▸ Excerpted passage
<<<<

# Purebred GSD Rescues in Illinois?



## nfallon (Feb 1, 2013)

Instead of going the puppy route being that I'm in college and my life is too demanding to basically raise a "child", I have decided to go the adoption/rescue route. There are a number of rescues for GSDs here in Illinois. I am however looking to find pure breeds in rescues here. It's not a problem if I can't but if anyone can direct me to a great rescue for GSDs I would greatly appreciate it 


Sent from Petguide.com Free App


----------



## llombardo (Dec 11, 2011)

Magnificent Mutts Rescue is an all breed rescue, but they have pure bred GSD's quite often. I think they have two right now.


----------



## pyratemom (Jan 10, 2011)

Don't know where you are in Illinois but there is a really good rescue in South Western Michigan German Shepherd Rescue.


----------



## Andaka (Jun 29, 2003)

Midwest Schipperke Rescue has a PB female in rescue right now.

She is here in the St. Louis area. PM me if you are interested and I will give you the email info.


----------



## nfallon (Feb 1, 2013)

I'm in Champaign- central Illinois


Sent from Petguide.com Free App


----------



## nfallon (Feb 1, 2013)

I also failed to mention that I'm not planning on getting one until the summer at the earliest


Sent from Petguide.com Free App


----------



## LifeofRiley (Oct 20, 2011)

>>>>

▸ Exercise prompt
Carry on the forum thread about finding a purebred German Shepherd rescue in Illinois, starting at the point where it stops. The listing comes from a separate source and is unrelated to the forum thread.

▸ Data entries

<<<<

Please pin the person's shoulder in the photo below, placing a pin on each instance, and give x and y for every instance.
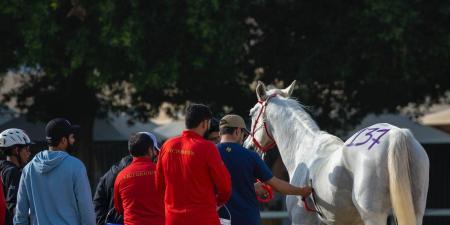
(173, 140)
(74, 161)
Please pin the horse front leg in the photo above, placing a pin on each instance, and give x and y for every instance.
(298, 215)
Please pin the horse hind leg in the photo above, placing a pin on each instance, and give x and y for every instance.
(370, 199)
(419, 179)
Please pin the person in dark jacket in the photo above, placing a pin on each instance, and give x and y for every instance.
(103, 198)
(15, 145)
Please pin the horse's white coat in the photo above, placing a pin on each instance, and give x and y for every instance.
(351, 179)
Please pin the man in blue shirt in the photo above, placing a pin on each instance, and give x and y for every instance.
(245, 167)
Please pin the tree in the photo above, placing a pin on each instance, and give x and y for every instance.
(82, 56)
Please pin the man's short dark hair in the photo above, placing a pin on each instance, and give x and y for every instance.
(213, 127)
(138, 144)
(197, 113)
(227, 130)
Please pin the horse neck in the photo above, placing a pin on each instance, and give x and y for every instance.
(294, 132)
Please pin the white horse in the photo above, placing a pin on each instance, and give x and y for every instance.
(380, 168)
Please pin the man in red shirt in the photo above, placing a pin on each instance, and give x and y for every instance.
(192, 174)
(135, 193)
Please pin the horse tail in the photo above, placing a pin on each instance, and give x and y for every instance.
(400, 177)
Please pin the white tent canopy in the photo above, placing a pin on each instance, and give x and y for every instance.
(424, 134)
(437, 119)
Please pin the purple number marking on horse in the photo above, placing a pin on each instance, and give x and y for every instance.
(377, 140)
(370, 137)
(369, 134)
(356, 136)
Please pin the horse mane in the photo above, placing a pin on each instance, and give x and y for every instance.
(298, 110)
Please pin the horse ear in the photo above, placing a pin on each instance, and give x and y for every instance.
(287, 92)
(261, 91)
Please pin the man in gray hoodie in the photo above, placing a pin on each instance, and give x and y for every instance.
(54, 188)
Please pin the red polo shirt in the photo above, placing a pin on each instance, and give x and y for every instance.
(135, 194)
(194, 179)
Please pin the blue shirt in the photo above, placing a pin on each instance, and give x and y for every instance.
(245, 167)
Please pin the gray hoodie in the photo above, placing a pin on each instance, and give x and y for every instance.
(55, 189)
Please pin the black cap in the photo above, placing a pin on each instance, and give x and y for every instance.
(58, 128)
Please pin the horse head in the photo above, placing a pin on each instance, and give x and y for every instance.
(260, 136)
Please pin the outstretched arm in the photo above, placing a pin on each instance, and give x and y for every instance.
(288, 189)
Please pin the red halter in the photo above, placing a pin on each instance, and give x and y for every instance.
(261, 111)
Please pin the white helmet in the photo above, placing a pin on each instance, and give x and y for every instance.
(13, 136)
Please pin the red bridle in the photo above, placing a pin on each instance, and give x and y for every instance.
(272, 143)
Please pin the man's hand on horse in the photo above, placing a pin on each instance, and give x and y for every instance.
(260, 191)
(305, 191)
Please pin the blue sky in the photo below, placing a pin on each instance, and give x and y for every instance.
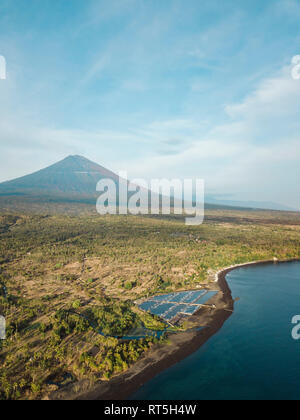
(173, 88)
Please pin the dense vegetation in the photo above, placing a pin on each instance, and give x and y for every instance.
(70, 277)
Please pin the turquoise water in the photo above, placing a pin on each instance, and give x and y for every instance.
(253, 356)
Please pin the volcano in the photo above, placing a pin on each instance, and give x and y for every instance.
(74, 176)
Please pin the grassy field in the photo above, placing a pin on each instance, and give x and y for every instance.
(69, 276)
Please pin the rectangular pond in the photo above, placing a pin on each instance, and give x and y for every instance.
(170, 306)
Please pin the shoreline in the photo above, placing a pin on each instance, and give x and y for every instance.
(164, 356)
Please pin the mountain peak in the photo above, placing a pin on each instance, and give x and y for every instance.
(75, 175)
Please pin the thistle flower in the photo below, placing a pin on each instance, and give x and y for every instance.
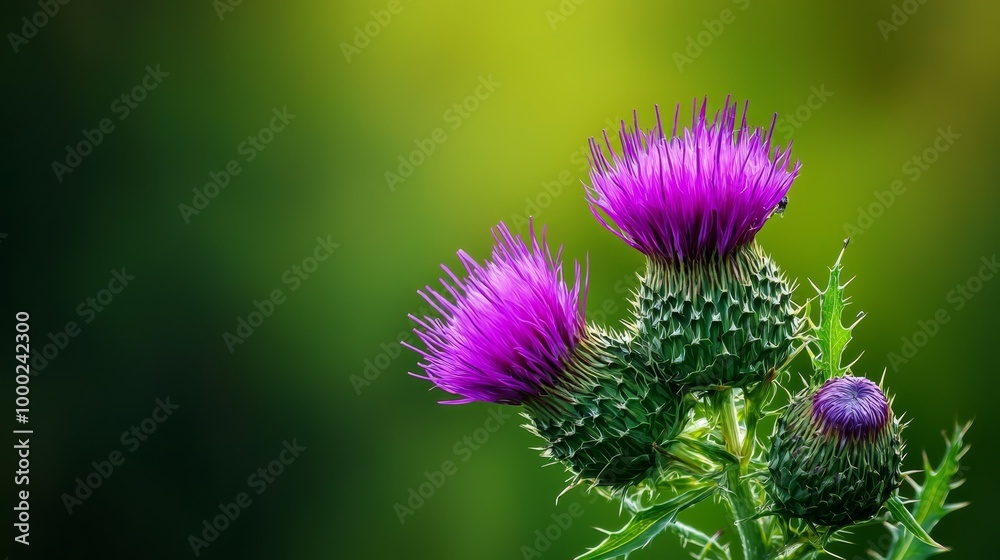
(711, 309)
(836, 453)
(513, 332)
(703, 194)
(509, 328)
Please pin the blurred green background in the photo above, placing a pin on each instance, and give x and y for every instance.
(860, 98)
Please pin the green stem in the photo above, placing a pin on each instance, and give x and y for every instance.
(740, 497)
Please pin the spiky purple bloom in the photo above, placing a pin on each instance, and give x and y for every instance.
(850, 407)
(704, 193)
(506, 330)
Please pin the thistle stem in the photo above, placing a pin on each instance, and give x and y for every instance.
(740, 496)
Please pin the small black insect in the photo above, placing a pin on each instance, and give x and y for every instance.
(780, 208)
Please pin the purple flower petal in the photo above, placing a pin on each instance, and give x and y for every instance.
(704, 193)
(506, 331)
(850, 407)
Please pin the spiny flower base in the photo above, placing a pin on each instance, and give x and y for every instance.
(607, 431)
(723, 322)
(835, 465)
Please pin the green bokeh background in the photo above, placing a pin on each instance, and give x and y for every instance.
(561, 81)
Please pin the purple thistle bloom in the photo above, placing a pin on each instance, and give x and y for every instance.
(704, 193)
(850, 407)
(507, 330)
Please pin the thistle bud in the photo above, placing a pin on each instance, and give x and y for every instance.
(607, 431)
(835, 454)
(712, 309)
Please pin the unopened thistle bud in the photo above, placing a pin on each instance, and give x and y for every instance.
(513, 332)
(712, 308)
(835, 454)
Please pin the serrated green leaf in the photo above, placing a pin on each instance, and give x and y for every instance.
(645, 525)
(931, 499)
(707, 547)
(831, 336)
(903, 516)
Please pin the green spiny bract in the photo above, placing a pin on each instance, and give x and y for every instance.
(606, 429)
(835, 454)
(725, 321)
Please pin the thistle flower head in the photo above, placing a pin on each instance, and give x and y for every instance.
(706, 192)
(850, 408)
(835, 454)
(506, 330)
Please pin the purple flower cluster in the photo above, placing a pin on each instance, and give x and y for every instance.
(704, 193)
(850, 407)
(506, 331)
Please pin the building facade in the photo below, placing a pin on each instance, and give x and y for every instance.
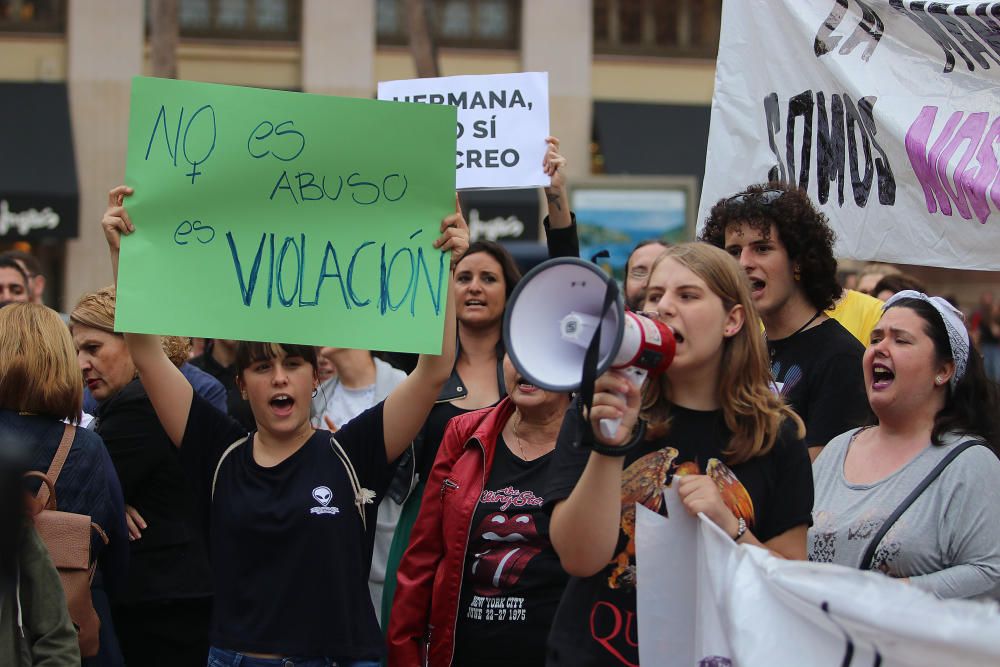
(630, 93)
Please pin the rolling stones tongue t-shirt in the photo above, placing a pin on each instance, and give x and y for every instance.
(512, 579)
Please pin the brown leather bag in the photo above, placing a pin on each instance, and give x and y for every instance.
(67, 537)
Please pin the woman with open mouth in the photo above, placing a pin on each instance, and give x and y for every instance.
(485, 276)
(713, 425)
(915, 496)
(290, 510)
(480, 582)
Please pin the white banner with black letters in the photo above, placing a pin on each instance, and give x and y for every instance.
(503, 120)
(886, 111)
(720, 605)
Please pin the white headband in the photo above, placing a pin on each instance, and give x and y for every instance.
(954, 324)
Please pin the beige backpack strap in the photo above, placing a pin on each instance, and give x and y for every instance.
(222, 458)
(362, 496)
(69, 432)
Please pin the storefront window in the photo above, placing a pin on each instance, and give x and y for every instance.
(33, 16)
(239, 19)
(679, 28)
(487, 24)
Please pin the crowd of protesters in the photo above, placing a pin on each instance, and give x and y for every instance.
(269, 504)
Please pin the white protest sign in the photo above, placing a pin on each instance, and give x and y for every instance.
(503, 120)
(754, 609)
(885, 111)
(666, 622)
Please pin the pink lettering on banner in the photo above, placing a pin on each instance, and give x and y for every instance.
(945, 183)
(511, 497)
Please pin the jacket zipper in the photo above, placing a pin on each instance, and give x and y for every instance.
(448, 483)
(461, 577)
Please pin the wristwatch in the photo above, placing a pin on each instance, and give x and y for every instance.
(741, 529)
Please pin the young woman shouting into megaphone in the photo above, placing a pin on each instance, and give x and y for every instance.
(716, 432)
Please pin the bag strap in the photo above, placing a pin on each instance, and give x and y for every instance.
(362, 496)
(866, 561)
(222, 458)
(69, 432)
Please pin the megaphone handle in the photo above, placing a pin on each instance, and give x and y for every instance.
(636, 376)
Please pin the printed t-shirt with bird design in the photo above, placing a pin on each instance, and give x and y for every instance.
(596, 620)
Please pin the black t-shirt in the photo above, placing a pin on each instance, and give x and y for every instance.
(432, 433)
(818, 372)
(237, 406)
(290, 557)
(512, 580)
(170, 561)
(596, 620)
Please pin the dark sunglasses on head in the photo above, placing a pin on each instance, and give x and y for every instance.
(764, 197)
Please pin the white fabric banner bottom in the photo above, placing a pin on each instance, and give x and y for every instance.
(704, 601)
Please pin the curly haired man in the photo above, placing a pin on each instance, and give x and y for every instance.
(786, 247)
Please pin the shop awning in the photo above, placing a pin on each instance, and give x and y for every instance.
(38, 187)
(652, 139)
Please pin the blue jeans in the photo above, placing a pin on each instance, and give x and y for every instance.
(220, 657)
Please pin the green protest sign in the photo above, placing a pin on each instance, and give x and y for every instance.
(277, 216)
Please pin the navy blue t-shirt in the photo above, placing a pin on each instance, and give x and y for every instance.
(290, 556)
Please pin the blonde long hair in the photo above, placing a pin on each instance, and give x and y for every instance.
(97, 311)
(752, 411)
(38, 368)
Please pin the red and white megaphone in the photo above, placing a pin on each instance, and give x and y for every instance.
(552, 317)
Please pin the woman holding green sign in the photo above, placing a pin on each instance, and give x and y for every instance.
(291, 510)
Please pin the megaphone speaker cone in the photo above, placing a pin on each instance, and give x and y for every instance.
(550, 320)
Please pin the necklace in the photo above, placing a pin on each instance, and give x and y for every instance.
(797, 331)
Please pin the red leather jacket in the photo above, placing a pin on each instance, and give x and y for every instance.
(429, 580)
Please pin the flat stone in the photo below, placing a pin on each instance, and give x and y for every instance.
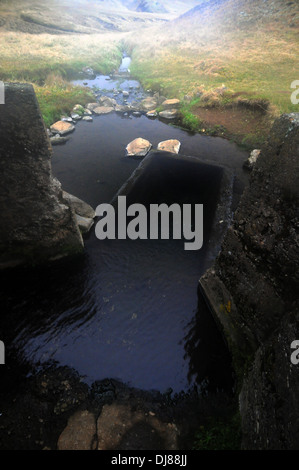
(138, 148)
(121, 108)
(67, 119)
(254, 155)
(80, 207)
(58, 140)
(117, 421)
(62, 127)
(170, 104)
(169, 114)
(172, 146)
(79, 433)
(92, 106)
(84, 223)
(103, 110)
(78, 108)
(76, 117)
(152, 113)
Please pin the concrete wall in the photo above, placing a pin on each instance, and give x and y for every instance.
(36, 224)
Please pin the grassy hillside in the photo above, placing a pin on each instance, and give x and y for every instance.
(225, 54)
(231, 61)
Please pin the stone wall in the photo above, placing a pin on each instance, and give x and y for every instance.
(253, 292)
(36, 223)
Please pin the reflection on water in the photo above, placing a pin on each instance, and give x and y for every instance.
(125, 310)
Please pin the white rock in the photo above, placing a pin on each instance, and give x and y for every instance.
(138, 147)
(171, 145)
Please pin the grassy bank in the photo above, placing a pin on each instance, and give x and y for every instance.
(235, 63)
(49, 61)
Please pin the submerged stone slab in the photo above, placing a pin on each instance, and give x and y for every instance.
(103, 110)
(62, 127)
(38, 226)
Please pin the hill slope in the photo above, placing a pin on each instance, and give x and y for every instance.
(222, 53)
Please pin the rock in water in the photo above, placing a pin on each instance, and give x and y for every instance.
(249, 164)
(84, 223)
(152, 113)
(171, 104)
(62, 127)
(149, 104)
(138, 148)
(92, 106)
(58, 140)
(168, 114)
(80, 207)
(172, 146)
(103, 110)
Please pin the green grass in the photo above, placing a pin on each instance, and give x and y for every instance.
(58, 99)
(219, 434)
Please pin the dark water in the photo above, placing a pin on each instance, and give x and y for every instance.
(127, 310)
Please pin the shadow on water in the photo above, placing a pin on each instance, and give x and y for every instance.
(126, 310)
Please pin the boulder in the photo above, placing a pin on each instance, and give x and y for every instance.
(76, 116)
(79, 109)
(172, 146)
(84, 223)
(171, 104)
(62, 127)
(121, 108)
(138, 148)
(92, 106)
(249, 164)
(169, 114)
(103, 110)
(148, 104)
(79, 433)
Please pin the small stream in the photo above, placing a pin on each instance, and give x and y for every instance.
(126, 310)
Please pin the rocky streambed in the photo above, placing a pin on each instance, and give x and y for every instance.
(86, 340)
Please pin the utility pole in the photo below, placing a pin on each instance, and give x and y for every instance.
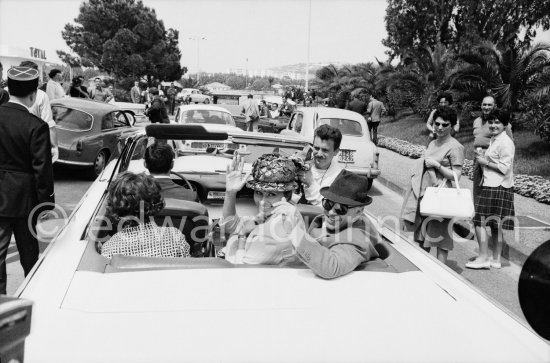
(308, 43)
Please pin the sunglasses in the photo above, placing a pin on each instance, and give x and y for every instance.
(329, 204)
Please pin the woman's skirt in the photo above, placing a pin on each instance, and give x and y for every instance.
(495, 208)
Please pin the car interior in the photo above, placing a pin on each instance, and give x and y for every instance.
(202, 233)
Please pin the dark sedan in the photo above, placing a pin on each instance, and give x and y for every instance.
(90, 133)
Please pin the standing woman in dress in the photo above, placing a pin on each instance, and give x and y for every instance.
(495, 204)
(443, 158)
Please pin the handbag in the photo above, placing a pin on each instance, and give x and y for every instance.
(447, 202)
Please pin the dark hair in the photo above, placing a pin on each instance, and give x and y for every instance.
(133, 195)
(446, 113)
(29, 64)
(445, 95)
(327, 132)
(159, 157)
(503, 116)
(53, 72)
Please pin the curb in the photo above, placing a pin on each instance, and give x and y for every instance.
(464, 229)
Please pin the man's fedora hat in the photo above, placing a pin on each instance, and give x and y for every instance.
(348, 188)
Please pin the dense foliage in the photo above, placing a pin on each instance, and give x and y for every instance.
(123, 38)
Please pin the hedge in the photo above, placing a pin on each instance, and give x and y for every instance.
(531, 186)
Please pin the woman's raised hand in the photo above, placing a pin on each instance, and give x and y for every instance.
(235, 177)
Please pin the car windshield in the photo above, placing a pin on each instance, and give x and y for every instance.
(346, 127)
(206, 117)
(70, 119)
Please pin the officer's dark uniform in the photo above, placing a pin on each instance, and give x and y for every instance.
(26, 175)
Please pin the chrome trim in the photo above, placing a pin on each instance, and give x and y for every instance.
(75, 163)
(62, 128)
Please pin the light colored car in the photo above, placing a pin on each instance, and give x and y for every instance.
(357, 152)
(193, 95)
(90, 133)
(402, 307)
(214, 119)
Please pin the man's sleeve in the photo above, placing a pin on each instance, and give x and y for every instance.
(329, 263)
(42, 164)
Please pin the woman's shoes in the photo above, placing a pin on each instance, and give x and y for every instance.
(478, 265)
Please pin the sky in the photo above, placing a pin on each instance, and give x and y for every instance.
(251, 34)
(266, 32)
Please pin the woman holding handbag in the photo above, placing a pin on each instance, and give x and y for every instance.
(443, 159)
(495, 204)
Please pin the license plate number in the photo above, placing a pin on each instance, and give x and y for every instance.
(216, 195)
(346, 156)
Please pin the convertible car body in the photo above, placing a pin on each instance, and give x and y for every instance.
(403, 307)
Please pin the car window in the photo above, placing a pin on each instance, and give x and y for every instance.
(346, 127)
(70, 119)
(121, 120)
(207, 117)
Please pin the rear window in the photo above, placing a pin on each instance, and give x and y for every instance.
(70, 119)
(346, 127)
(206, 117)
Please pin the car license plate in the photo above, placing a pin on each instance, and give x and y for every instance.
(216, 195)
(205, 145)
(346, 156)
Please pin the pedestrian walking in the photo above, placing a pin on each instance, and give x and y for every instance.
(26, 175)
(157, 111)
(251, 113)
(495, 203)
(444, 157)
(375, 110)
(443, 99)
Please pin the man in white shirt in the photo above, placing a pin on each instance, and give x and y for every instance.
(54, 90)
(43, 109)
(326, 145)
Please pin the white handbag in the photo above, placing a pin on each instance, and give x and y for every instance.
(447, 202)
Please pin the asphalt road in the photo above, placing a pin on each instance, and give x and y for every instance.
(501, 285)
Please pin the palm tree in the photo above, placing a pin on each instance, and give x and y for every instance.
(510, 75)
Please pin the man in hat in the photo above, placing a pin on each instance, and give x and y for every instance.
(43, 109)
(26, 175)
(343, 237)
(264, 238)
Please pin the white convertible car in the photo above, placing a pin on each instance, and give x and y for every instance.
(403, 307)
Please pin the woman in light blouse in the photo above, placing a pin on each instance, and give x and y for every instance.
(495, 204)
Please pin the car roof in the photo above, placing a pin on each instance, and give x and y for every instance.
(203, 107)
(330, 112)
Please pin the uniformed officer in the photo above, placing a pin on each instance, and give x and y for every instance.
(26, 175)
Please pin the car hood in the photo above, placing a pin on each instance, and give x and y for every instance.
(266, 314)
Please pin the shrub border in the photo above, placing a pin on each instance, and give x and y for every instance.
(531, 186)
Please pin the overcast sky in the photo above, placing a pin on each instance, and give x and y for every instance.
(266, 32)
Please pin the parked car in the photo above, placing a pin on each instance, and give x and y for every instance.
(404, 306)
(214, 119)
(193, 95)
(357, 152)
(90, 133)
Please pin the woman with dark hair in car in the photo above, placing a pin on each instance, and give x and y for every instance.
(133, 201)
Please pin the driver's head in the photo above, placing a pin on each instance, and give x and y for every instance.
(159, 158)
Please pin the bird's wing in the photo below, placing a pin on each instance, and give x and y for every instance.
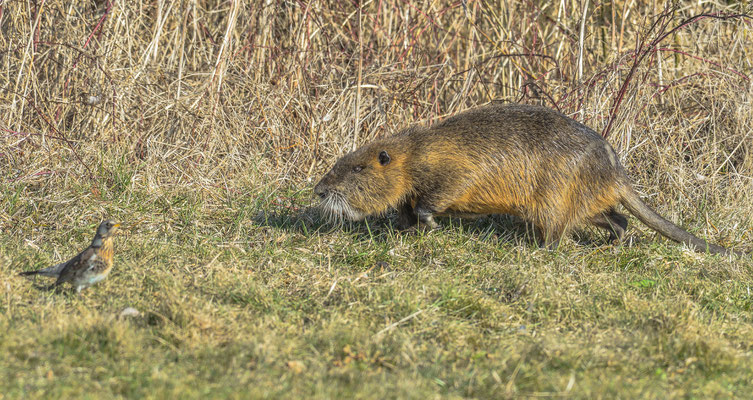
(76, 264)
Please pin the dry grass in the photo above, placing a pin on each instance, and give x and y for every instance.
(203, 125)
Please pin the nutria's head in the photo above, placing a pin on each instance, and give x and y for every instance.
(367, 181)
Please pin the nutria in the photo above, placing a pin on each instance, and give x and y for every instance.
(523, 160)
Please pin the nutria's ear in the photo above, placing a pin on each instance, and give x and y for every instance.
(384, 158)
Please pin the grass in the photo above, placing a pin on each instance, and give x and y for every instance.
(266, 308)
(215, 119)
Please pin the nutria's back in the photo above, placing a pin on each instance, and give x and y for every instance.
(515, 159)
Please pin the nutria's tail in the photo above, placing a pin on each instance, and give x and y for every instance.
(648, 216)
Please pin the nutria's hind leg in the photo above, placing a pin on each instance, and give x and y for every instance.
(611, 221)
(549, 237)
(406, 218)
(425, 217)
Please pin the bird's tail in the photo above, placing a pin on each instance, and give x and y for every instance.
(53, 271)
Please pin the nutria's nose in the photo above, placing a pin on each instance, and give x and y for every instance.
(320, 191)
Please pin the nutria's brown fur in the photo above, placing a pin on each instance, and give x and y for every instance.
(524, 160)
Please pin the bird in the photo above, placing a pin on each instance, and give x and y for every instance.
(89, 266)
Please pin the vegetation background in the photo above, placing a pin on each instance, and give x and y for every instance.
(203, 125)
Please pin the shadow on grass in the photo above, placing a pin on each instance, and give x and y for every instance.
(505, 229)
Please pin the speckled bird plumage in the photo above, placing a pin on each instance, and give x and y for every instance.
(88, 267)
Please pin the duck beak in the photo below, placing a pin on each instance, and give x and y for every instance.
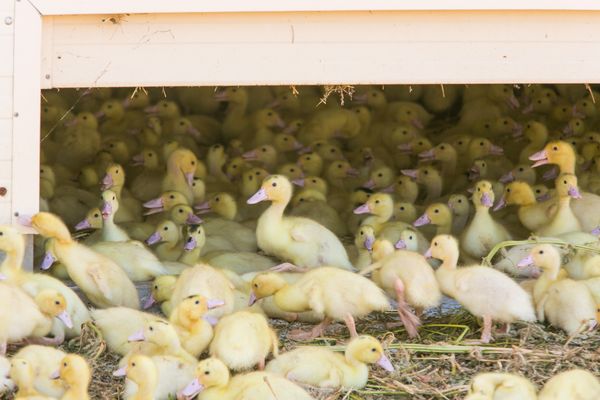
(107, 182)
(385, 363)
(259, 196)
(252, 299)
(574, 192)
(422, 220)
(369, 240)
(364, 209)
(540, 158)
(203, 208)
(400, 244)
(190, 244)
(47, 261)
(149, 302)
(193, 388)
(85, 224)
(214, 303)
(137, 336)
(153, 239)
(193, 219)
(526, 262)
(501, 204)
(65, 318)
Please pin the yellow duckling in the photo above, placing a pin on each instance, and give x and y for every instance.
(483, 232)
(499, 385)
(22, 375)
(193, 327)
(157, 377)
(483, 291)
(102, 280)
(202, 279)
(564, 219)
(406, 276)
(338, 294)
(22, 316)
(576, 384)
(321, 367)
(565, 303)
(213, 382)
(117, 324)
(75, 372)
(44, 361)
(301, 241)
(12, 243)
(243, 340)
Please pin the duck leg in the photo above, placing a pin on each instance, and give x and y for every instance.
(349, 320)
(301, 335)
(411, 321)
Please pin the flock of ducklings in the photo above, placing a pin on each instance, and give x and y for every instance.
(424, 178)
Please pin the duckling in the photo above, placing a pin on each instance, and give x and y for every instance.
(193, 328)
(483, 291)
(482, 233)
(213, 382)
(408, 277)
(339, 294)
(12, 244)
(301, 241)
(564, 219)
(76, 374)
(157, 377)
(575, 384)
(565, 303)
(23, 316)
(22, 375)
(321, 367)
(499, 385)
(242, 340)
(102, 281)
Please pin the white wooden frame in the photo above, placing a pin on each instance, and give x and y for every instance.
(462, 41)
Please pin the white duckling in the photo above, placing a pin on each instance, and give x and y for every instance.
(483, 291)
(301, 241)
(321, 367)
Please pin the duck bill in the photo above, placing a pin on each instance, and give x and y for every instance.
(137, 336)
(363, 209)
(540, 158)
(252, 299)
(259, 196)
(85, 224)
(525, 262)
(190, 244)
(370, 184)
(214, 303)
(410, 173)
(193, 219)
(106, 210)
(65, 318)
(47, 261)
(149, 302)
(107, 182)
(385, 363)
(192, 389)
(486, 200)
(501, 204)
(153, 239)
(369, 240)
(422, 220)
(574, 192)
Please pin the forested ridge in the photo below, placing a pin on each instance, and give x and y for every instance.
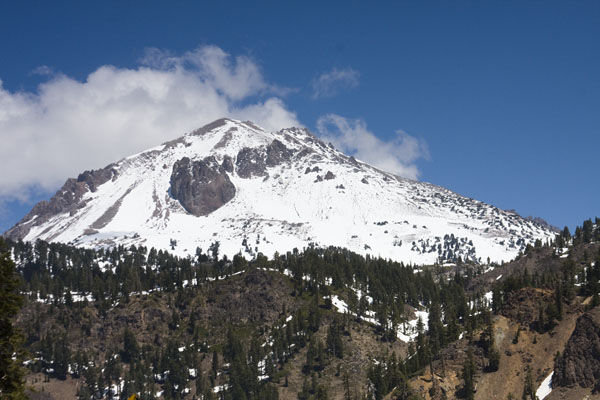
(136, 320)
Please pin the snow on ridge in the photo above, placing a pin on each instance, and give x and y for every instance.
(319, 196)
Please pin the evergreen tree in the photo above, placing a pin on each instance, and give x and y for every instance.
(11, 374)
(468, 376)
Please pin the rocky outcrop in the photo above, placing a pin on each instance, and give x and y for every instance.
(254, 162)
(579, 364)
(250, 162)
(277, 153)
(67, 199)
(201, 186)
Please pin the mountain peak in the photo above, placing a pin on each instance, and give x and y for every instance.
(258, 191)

>>>>

▸ Result for this exercise
Here is the website for Central Illinois German Shepherd Rescue. 

Central IL GSD Rescue

Even though you are not planning on getting a dog until summer, you might want to start reaching out now. Maybe go and meet the volunteers at an event, offer to become a volunteer and assist at the events, etc... It will probably help streamline the process when you are ready to adopt!


----------



## nfallon (Feb 1, 2013)

LifeofRiley said:


> Here is the website for Central Illinois German Shepherd Rescue.
> 
> Central IL GSD Rescue
> 
> Even though you are not planning on getting a dog until summer, you might want to start reaching out now. Maybe go and meet the volunteers at an event, offer to become a volunteer and assist at the events, etc... It will probably help streamline the process when you are ready to adopt!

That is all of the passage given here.